[TÂCHE À FAIRE 1]:
Recopiez fidèlement, dans la notice biographique d'Anne-Marie Pham, le passage allant de « Anne-Marie possède une » jusqu'à « développement interculturel (IDI). ».
[TÂCHE À FAIRE 2]:
Reprenez la notice biographique d'Anne-Marie Pham là où elle s'interrompt et poursuivez-en la rédaction.

:: TEXTE DU DOCUMENT ::

ANNE-MARIE PHAM, MPA, SHRM-SCP, centre canadien pour la diversité et l’inclusion, Anne-Marie travaille auprès des collectivités et des milieux de travail diversifiés depuis plus de 20 ans. Elle comprend pleinement les enjeux et les opportunités liées à la diversité et l’inclusion et se spécialise dans la mobilisation, l’éducation et le partage des dernières recherches et pratiques prometteuses sur l’équité, la diversité et l’inclusion en milieu de travail. Anne-Marie apporte un ensemble unique de compétences et de perspectives ayant travaillé en tant que responsable de la diversité et de l’inclusion pour Spectra Energy et la ville de Calgary, et en tant que formatrice et facilitatrice pour Ressources humaines et Développement des compétences Canada. Elle a fourni des présentations dynamiques, de la formation et des services de consultation à des clients d’un large éventail d’industries dans les secteurs des affaires, public et sans but lucratif.

Anne-Marie possède une maîtrise en administration publique (MAP), un baccalauréat en sociologie et une certification de professionnelle confirmée en RH de la Society of Human Resource Management (SHRM). Anne-Marie a aussi obtenu la certification en Inventaire de développement interculturel (IDI).

:::
:: DONNÉES FOURNIES ::

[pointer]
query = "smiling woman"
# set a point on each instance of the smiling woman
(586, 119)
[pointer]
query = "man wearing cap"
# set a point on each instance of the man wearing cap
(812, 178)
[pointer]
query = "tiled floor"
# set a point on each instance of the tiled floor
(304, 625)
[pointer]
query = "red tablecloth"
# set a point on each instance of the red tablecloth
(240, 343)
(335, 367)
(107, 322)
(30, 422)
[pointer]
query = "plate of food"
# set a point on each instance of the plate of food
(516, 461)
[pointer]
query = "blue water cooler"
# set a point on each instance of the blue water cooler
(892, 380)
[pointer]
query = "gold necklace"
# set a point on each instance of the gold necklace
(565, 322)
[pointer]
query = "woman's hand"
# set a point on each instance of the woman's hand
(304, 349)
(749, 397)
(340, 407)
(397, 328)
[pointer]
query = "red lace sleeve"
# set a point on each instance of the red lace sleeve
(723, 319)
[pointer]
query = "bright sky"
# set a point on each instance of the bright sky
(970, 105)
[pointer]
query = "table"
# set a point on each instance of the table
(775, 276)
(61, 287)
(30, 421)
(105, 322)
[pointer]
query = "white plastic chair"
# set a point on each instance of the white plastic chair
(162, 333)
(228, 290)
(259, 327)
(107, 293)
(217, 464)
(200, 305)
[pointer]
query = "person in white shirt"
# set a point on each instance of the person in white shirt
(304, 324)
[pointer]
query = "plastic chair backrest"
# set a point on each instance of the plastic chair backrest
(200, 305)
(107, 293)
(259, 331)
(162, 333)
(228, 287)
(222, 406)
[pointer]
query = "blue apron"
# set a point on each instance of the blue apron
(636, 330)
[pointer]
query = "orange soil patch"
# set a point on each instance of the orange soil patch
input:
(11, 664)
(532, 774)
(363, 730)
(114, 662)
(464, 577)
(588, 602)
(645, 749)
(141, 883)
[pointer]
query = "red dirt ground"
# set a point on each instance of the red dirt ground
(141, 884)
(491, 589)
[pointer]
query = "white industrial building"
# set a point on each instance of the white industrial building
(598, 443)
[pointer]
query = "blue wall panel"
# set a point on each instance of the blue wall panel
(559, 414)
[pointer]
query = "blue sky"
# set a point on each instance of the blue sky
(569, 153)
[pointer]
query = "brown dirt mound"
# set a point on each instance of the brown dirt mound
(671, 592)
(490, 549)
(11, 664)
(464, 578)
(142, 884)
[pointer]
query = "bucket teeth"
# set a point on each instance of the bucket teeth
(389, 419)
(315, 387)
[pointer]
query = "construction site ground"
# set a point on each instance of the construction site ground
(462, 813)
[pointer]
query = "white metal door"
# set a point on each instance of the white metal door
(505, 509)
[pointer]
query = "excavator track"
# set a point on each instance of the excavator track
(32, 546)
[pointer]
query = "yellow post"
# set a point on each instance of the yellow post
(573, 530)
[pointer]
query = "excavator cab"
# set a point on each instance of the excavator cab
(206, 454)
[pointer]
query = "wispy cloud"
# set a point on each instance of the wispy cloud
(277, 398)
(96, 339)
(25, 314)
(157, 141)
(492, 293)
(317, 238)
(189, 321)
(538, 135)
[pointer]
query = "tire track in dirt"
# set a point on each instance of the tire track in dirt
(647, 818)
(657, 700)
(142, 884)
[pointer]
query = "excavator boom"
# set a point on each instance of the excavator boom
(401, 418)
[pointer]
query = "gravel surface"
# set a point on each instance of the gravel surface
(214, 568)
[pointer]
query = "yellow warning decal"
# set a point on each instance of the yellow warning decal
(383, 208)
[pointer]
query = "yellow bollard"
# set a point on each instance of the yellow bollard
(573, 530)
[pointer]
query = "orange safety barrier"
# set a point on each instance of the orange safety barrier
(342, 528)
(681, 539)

:::

[RÉPONSE FINALE 1]:
Anne-Marie possède une maîtrise en administration publique (MAP), un baccalauréat en sociologie et une certification de professionnelle confirmée en RH de la Society of Human Resource Management (SHRM). Anne-Marie a aussi obtenu la certification en Inventaire de développement interculturel (IDI).

[RÉPONSE FINALE 2]:
Anne-Marie est mariée et mère de deux enfants. Elle est une bénévole enthousiaste dévouée à promouvoir l’engagement communautaire, tout en soutenant la participation civique et le perfectionnement du leadership communautaire, en particulier parmi les immigrant(e)s, les minorités visibles, les femmes et les jeunes. En 2013, elle a reçu le prix Queen’s Diamond Jubilee pour son service communautaire. Au mois de décembre 2017, Anne-Marie a été nominée directrice sur le conseil d’administration de la Fondation canadienne des relations raciales (FCRR), une société d’État qui se consacre à l’élimination de la discrimination raciale au Canada.